That is, in each case, LH instantiates `p` with the refinement that describes
the output type we are looking for.

**Edit:** At this point, I was ready to go to bed, and so happily 
declared victory and turned in. The next morning, [mypetclone](http://www.reddit.com/r/haskell/comments/2dozs5/liquidhaskell_a_finer_filter/cjrrx3y)
graciously pointed out my folly: the signature for `filter3` makes no guarantees
about the subset property. In fact, 

\begin{code}
doubles = filter3 (\x -> Just (x + x)) 
\end{code}

typechecks just fine, while `doubles` clearly violates the subset property. 

Take 4: 
-------

I suppose the moral is that it may be tricky -- for me at least! -- to read more into
a type than what it *actually says*. Fortunately, with refinements, our types can say
quite a lot.

In particular, lets make the subset property explicit, by

1. Requiring the predicate return its input (or nothing), and,
2. Ensuring  the output is indeed a subset of the inputs.

\begin{code}
{-@ filter      :: forall a <p :: a -> Prop>.
                       (x:a -> Maybe {v:a<p> | v = x})
                    -> xs:[a]
                    -> {v:[a<p>] | Set_sub (elts v) (elts xs)} @-}

filter f []     = []
filter f (x:xs) = case f x of
                    Just x'  -> x' : filter f xs 
                    Nothing ->       filter f xs
\end{code}

where `elts` describes the [set of elements in a list][sets].

**Note:** The *implementation* of each of the above `filter` functions are
the same; they only differ in their type *specification*.

Conclusion
----------

And so, using abstract refinements, we've written a `filter` whose signature guarantees:

* The outputs must be a *subset* of the inputs, and
* The outputs indeed satisfy the property being filtered for.

Another thing that I've learnt from this exercise, is that the old 
school `Boolean` approach has its merits. Take a look at the clever 
"latent predicates" technique of [Tobin-Hochstadt and Felleisen][racket]
or this lovely new [paper by Kaki and Jagannathan][catalyst] which
shows how refinements can be further generalized to make Boolean filters fine.

[sets]:   /blog/2013/03/26/talking-about-sets.lhs/ 
[absref]:   /blog/2013/06/03/abstracting-over-refinements.lhs/ 
[racket]:   http://www.ccs.neu.edu/racket/pubs/popl08-thf.pdf
[catalyst]: http://gowthamk.github.io/docs/icfp77-kaki.pdf

* EXERCISE TASK A *
In the LiquidHaskell filter text, how do the implementations of the various filter functions differ from one another?

* EXTRACTED INFORMATION *

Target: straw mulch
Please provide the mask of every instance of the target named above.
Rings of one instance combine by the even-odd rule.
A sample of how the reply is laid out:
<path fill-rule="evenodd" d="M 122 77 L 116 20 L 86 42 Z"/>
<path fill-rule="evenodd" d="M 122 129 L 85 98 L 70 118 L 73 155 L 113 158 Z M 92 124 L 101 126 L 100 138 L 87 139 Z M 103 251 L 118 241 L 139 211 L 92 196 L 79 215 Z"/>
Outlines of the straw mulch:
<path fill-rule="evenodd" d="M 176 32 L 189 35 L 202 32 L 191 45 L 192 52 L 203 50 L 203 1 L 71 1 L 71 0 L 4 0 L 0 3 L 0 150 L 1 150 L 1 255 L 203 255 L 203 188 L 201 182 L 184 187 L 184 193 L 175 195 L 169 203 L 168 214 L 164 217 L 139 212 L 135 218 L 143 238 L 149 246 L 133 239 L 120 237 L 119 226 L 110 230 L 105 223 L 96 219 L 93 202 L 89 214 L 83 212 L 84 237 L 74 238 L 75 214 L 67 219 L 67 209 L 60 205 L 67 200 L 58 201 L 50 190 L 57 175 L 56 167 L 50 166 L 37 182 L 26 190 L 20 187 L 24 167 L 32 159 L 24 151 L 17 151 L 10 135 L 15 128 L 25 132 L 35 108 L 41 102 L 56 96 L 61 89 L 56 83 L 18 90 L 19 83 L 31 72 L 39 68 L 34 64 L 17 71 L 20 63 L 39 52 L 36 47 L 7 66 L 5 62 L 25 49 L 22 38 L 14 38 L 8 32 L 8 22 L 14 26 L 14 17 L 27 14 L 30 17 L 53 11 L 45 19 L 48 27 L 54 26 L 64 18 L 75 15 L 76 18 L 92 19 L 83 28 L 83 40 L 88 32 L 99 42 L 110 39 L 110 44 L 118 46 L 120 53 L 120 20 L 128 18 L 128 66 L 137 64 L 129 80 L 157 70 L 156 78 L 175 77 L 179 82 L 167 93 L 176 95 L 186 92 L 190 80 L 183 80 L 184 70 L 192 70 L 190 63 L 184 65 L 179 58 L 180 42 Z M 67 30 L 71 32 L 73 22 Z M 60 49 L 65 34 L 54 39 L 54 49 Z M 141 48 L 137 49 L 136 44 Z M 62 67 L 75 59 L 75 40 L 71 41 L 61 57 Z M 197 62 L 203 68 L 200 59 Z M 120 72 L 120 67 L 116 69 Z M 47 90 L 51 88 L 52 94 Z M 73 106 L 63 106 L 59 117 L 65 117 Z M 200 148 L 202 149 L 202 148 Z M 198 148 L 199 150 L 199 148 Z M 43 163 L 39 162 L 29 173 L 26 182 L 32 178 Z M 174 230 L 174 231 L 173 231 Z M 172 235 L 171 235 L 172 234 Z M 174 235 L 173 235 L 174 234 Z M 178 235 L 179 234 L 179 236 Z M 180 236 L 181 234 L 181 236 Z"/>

* * *

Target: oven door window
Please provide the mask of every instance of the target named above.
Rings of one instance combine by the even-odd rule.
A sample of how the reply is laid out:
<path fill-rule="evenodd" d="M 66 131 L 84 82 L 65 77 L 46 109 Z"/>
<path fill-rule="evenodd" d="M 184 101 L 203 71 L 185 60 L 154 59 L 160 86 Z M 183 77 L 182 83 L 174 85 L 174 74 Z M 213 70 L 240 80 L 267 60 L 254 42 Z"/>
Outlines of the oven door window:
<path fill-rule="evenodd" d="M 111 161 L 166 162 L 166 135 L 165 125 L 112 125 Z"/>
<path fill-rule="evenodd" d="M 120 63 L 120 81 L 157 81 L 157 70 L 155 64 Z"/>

* EXERCISE TASK B *
In the rows, replace "sample" with "example" in everything from the line containing "Target: straw mulch" down to the line containing "176 32 L 189", and give back only those lines with nothing else changed.

* WRITTEN SOLUTION A *
They don't; the implementations are the same, and the functions differ only in their type specification.

* WRITTEN SOLUTION B *
Target: straw mulch
Please provide the mask of every instance of the target named above.
Rings of one instance combine by the even-odd rule.
A example of how the reply is laid out:
<path fill-rule="evenodd" d="M 122 77 L 116 20 L 86 42 Z"/>
<path fill-rule="evenodd" d="M 122 129 L 85 98 L 70 118 L 73 155 L 113 158 Z M 92 124 L 101 126 L 100 138 L 87 139 Z M 103 251 L 118 241 L 139 211 L 92 196 L 79 215 Z"/>
Outlines of the straw mulch:
<path fill-rule="evenodd" d="M 176 32 L 189 35 L 202 32 L 191 45 L 192 52 L 203 50 L 203 1 L 71 1 L 71 0 L 4 0 L 0 3 L 0 150 L 1 150 L 1 255 L 203 255 L 203 188 L 201 182 L 184 187 L 184 193 L 175 195 L 169 203 L 168 214 L 164 217 L 139 212 L 135 218 L 143 238 L 149 246 L 133 239 L 120 237 L 119 226 L 110 230 L 105 223 L 96 219 L 93 202 L 89 214 L 83 212 L 84 237 L 74 238 L 75 214 L 67 219 L 67 209 L 60 205 L 67 200 L 58 201 L 50 190 L 57 175 L 56 167 L 50 166 L 37 182 L 26 190 L 20 187 L 24 167 L 32 159 L 24 151 L 17 151 L 10 135 L 15 128 L 25 132 L 35 108 L 41 102 L 56 96 L 61 89 L 56 83 L 18 90 L 19 83 L 31 72 L 39 68 L 34 64 L 17 71 L 20 63 L 39 52 L 36 47 L 7 66 L 5 62 L 25 49 L 22 38 L 14 38 L 8 32 L 8 22 L 14 26 L 14 17 L 27 14 L 30 17 L 53 11 L 45 19 L 48 27 L 54 26 L 64 18 L 75 15 L 76 18 L 92 19 L 83 28 L 83 40 L 88 32 L 99 42 L 110 39 L 110 44 L 118 46 L 120 53 L 120 20 L 128 18 L 128 66 L 137 64 L 129 80 L 157 70 L 156 78 L 175 77 L 179 82 L 167 93 L 176 95 L 186 92 L 190 80 L 183 80 L 184 70 L 192 70 L 190 63 L 184 65 L 179 58 L 180 42 Z M 67 30 L 71 32 L 73 22 Z M 60 49 L 65 34 L 54 39 L 54 49 Z M 141 48 L 137 49 L 136 44 Z M 62 67 L 75 59 L 75 40 L 71 41 L 61 57 Z M 197 62 L 203 68 L 200 59 Z M 120 72 L 120 67 L 116 69 Z M 47 90 L 51 88 L 52 94 Z M 73 106 L 63 106 L 59 117 L 65 117 Z M 200 148 L 202 149 L 202 148 Z M 198 148 L 199 150 L 199 148 Z M 43 163 L 39 162 L 29 173 L 26 182 L 32 178 Z M 174 230 L 174 231 L 173 231 Z M 172 235 L 171 235 L 172 234 Z M 174 235 L 173 235 L 174 234 Z M 178 235 L 179 234 L 179 236 Z M 180 236 L 181 234 L 181 236 Z"/>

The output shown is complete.